> _Page extract_:
⟨
We had a 4-day Intermediate/Advanced Intensive which was great. We began every morning with a period of quiet - with puja, mantra, pranayama and meditation. Then we took a short break and did a strong back bending practice. Then we had a 2-hour lunch break and joined back for  a quieter practice of forward bends and inversions. It was a great intensive with some very wonderful moments and definitely my kind of fun.

One of the things I am really hoping to provide in these workshops is a shift away from social, chatty yoga and toward a more focused, practice environment. Don't get me wrong, I love fun and laughter and I am not into a rigid thing when we practice. I really am not. What I want is for the practice environment to have some rigor and for  us as practitioners to have the discipline to not talk and to not express everything the moment that we think it AND I want us to have the lack of rigidity and the freedom to laugh together and to be light when that is what is appropriate. For me,  the culture that "yoga has to be fun" is a bit problematic and even in writing that down I start to worry that people will read it and think  that I think "yoga should not be fun" which is not the case at all.

To me, its about energy management and we talked a lot about that this week. Noah and I asked people to not record the sessions, to leave the cell phones and cameras out of the room and to even keep water bottles and notebooks out of the room so as to be able to be fully present for the experience. It's not that any of that is wrong or I am making a moral issue out of it but the point we were exploring is- Can we have our own experience first, let it feed us, nourish us and fuel us and then decide consciously how to share it? We kept Facebook updates to a minimum and encouraged people to simply be with what was offered before making it public knowledge as an exercise in building energy for ourselves.
⟩
> _Written instruction_: Go on with the yoga intensive text, picking up after its final sentence. The rows here were drawn from a separate source.

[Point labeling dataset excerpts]
⟨
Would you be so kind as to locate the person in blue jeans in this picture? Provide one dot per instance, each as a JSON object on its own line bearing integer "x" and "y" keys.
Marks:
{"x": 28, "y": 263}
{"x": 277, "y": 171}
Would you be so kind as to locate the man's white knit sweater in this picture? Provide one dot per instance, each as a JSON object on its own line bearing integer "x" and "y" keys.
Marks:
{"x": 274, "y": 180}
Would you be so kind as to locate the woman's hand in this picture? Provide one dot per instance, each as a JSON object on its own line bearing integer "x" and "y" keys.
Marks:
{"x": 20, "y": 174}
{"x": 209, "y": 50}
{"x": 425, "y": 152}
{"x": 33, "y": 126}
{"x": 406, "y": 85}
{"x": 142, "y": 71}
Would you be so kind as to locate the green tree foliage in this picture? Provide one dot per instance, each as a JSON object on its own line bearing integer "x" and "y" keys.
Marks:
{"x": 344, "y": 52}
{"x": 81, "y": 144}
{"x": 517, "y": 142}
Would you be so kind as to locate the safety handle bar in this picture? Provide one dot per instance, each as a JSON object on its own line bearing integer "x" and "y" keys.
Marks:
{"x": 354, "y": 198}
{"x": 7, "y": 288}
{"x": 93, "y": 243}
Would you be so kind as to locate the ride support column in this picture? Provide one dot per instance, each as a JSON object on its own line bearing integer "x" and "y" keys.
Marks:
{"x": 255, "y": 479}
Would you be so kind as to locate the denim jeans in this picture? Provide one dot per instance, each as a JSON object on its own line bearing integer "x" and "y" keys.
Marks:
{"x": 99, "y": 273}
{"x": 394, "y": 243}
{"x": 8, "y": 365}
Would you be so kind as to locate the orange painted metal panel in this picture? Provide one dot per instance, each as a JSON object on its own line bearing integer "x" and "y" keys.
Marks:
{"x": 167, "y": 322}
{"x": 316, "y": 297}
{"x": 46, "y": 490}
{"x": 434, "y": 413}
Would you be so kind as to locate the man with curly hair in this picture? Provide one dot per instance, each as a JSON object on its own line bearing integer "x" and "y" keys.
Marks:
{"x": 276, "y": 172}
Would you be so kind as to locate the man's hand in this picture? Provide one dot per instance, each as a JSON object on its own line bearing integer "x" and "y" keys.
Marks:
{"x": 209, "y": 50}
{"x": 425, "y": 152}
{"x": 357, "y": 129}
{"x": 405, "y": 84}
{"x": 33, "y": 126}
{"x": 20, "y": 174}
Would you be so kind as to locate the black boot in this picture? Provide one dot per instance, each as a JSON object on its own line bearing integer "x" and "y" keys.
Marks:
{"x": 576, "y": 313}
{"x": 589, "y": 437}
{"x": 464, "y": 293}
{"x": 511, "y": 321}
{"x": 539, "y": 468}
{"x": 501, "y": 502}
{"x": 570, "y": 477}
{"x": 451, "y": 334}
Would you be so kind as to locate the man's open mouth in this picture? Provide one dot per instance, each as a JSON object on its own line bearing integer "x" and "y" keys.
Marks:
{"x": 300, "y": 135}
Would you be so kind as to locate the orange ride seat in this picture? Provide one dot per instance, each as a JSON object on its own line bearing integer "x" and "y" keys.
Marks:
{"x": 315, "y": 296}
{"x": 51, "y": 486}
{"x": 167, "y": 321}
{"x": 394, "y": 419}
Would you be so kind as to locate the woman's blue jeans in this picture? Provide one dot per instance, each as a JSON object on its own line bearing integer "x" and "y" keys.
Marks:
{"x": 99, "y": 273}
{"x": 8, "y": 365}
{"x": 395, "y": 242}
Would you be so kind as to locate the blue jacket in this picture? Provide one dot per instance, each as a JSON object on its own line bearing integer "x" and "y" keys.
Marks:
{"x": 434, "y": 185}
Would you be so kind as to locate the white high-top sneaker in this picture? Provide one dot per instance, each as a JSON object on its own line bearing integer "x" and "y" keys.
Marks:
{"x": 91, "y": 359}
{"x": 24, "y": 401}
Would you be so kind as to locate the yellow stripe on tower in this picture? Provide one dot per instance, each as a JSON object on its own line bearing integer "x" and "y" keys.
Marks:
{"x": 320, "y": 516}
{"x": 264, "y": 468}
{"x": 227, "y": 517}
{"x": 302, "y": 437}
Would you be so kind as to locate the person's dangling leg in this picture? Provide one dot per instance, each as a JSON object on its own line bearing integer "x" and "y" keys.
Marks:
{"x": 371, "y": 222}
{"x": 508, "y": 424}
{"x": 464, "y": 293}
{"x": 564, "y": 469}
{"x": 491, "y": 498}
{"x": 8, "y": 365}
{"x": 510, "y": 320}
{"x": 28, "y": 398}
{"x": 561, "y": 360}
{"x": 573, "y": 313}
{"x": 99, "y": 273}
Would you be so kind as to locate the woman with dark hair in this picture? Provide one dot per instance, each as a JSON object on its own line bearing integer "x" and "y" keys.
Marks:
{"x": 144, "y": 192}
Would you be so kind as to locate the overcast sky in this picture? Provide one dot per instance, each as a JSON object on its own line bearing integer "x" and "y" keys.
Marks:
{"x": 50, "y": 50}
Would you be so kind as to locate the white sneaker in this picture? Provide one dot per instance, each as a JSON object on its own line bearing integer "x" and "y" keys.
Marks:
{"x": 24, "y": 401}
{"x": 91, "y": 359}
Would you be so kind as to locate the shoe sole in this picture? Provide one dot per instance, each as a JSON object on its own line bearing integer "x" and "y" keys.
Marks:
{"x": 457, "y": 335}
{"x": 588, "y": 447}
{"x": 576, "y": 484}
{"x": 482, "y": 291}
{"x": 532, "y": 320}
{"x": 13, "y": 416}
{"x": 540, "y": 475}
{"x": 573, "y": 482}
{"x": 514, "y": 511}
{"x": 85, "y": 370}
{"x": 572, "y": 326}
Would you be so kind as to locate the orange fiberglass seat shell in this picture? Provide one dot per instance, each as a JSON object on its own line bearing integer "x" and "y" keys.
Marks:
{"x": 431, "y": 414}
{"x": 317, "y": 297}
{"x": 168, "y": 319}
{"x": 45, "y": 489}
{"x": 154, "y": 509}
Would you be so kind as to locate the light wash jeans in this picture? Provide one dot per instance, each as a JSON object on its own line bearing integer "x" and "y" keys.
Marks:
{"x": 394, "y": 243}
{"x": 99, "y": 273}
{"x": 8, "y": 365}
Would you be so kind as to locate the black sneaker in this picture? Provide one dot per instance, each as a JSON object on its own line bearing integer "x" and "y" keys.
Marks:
⟩
> _Result_:
Also in the room, we discouraged a lot of chatting, laughing and exterior expressions- not because those are wrong but as an experiment/experience in harnessing one's energy for the purposes of practice and fulfilling one's aim.  One thing I am exploring a lot these days is the idea that if we focus intensely for a period of time in practice what that focused period of time can do for us is provide us with a kind power and potency with which to step out of the classroom and into our lives with greater force and accuracy, relative to our aim and intention.  There is one theory about practice that says "how you do anything is how you do everything" and according to that theory if you want a fun, happy life, you should have a fun, happy mat-based practice. But I am considering a different theory these days based on my own experience- "If you want a fun, happy life in alignment with your spiritual aims then you must cultivate, not just the energy necessary to manifest and live that vision but you must also have the requisite focus, determination and discipline to direct your energy consciously toward what you really want not just what your patterns and conditioning wants."

Again, its not a rigid thing. It is not "do not talk" as much as it is "be able to talk and be able to not talk and then chose which is the most appropriate to the circumstance." To me, its always about making conscious choices rather than living in unconscious patterns of reactivity. And for our aim this week- intermediate/advanced postures in a rigorous environment over 4 days we needed a lot of focus, energy and determination. And then what was cool was we had great community space to share on the breaks and we could chat it up all we wanted outside of the practice space.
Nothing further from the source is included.